» Dataset entries:
::::

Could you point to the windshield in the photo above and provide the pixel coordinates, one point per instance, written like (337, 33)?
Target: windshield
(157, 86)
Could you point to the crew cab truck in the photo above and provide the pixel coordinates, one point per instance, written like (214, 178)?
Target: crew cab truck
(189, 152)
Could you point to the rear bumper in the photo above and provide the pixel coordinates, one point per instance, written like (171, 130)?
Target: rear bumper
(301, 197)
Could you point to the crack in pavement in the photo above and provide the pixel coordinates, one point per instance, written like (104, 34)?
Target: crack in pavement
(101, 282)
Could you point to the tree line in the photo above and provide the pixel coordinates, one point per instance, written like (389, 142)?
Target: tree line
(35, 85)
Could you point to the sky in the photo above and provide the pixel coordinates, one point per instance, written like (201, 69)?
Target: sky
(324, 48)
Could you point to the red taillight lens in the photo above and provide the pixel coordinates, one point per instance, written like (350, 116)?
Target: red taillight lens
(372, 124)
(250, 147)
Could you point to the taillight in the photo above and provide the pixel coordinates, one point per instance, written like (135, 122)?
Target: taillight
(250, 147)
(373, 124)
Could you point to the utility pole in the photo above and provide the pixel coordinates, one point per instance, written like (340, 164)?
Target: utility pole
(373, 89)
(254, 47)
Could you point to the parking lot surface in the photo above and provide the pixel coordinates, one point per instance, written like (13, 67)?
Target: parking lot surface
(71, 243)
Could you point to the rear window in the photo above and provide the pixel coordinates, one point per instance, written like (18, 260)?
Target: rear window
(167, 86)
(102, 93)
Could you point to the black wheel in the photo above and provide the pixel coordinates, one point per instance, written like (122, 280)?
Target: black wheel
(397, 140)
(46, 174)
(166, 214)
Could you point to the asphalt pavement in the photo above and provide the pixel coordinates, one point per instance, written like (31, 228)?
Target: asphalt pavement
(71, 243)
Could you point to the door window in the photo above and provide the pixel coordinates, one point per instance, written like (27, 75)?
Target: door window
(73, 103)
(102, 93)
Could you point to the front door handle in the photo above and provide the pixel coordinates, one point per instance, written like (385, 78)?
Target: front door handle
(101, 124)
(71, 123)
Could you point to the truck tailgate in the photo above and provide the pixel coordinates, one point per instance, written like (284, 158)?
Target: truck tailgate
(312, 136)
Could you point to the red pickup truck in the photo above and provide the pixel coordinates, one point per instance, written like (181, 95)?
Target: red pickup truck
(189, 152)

::::

» EXERCISE GOAL: All entries above should be duplicated exactly, none omitted.

» SOLUTION FOR THIS EXERCISE:
Could you point to the windshield in the photo above and provide the pixel coordinates, one point per instance, written like (337, 33)?
Target: windshield
(157, 86)
Could you point to the crew cab truck in the photo above and provide the pixel coordinates, one point per instance, written like (214, 178)?
Target: crew cab truck
(189, 152)
Could you point to the rear bumper in the photo above and provide the pixel coordinates, one point per instance, written like (171, 130)?
Target: rear bumper
(301, 197)
Could you point to the crack in pavement in the photo above and provide the pixel coordinates, one point per instance, written like (104, 34)?
Target: crack in pavement
(101, 282)
Could you point to the tree line in the photo above and provide the pixel coordinates, one point per instance, written like (389, 142)?
Target: tree line
(35, 85)
Could you point to the sky in the photo above and provide the pixel coordinates, one point per instance, written like (201, 69)?
Target: sky
(324, 48)
Could you point to the red taillight lens in the photo above and provide the pixel coordinates, one point per instance, written like (350, 116)?
Target: red taillight lens
(372, 124)
(250, 147)
Could you point to the taillight in the photo above and provide the pixel coordinates, one point per instance, written like (135, 122)?
Target: taillight
(250, 147)
(373, 124)
Could you point to the utility pole in the photo above and provide the pixel coordinates, one point per instance, written like (340, 164)?
Target: utility pole
(373, 89)
(254, 47)
Could you point to the parking lot surface in the photo above and provide the pixel coordinates, one point per instance, written like (13, 67)?
Target: parking lot surface
(71, 243)
Could you point to the rear window in the photo above and provide the pixel coordinates, one point per instance, written like (18, 260)?
Target: rear window
(167, 86)
(102, 93)
Could you point to the black wheel in the photo above and provide the pixel coordinates, one point per instance, written like (122, 280)?
Target: black wheel
(397, 140)
(46, 174)
(166, 214)
Could you point to the asphalt pavement in the photo above and provide the pixel coordinates, one point per instance, written like (31, 228)?
Target: asphalt pavement
(71, 243)
Could you point to the door window in the photo above and provide the pixel coordinates, one point per instance, written like (27, 75)?
Target: door window
(73, 103)
(102, 93)
Could you point to the front door handle in the photo above and provide the pixel coordinates, one point per instance, written like (385, 78)?
Target: front door handle
(101, 124)
(71, 123)
Could you point to the truck tailgate in the photo above and provide the pixel coordinates, one point per instance, written like (284, 158)?
Target: truck tailgate
(312, 136)
Could you point to the red pickup truck in the photo above and provide the pixel coordinates, one point per instance, written like (181, 95)?
Target: red pickup truck
(189, 152)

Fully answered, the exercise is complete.